**Instruction**
Copy out the listing below word for word, leaving out the pictures.
Start of Data supplied
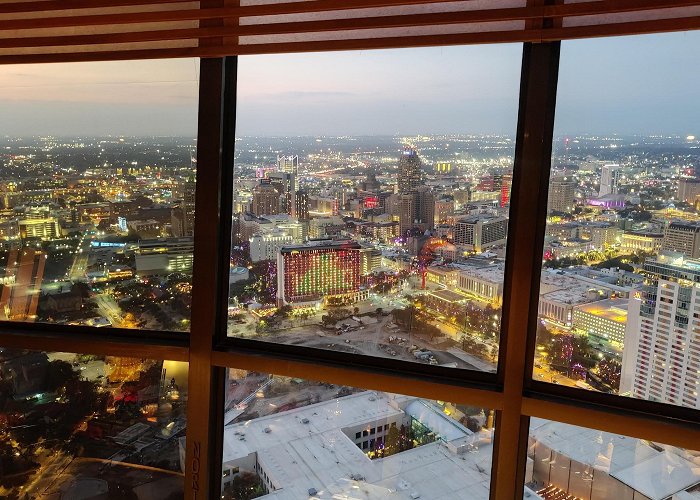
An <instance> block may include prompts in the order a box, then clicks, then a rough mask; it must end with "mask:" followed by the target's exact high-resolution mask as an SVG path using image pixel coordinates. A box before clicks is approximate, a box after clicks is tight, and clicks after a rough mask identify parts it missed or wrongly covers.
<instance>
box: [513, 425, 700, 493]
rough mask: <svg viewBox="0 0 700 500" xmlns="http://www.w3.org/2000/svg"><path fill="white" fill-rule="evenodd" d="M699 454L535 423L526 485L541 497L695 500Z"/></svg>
mask: <svg viewBox="0 0 700 500" xmlns="http://www.w3.org/2000/svg"><path fill="white" fill-rule="evenodd" d="M699 459H700V452H698V451H693V450H685V449H681V448H676V447H673V446H669V445H665V444H662V443H656V442H652V441H645V440H642V439H635V438H631V437H627V436H620V435H618V434H610V433H608V432H602V431H597V430H595V429H587V428H584V427H577V426H574V425H569V424H563V423H560V422H553V421H549V420H542V419H539V418H533V419H532V420H531V423H530V437H529V441H528V453H527V469H526V475H525V481H526V484H527V486H528V487H530V488H531V489H532V490H535V491H537V493H538V495H540V497H542V498H544V499H546V500H550V499H565V498H569V499H570V498H580V499H585V500H589V499H594V498H649V499H658V500H662V499H665V498H694V497H695V496H696V495H698V494H700V488H699V487H698V483H700V471H698V469H697V462H698V460H699Z"/></svg>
End of Data supplied
**Final answer**
An <instance> block may include prompts in the order a box, then clicks, then a rough mask; it must end with "mask:" followed by the target's exact high-resolution mask as an SVG path using image pixel coordinates. A box before clicks is approximate, a box after clicks is tight, and clicks after a rough mask identify parts it missed or wrongly covers.
<instance>
box: [513, 425, 700, 493]
rough mask: <svg viewBox="0 0 700 500" xmlns="http://www.w3.org/2000/svg"><path fill="white" fill-rule="evenodd" d="M699 454L535 423L526 485L541 497L695 500Z"/></svg>
mask: <svg viewBox="0 0 700 500" xmlns="http://www.w3.org/2000/svg"><path fill="white" fill-rule="evenodd" d="M699 459H700V452H698V451H693V450H685V449H681V448H676V447H673V446H669V445H665V444H662V443H656V442H652V441H645V440H642V439H635V438H631V437H627V436H620V435H618V434H610V433H608V432H602V431H597V430H595V429H587V428H584V427H577V426H574V425H569V424H563V423H560V422H553V421H549V420H542V419H539V418H533V419H532V420H531V423H530V437H529V441H528V453H527V469H526V475H525V481H526V484H527V486H528V487H530V488H531V489H532V490H535V491H537V493H538V495H540V497H542V498H544V499H546V500H550V499H565V498H569V499H570V498H580V499H585V500H589V499H594V498H649V499H658V500H662V499H665V498H694V497H695V496H696V495H698V494H700V488H699V487H698V483H700V471H698V469H697V462H698V460H699Z"/></svg>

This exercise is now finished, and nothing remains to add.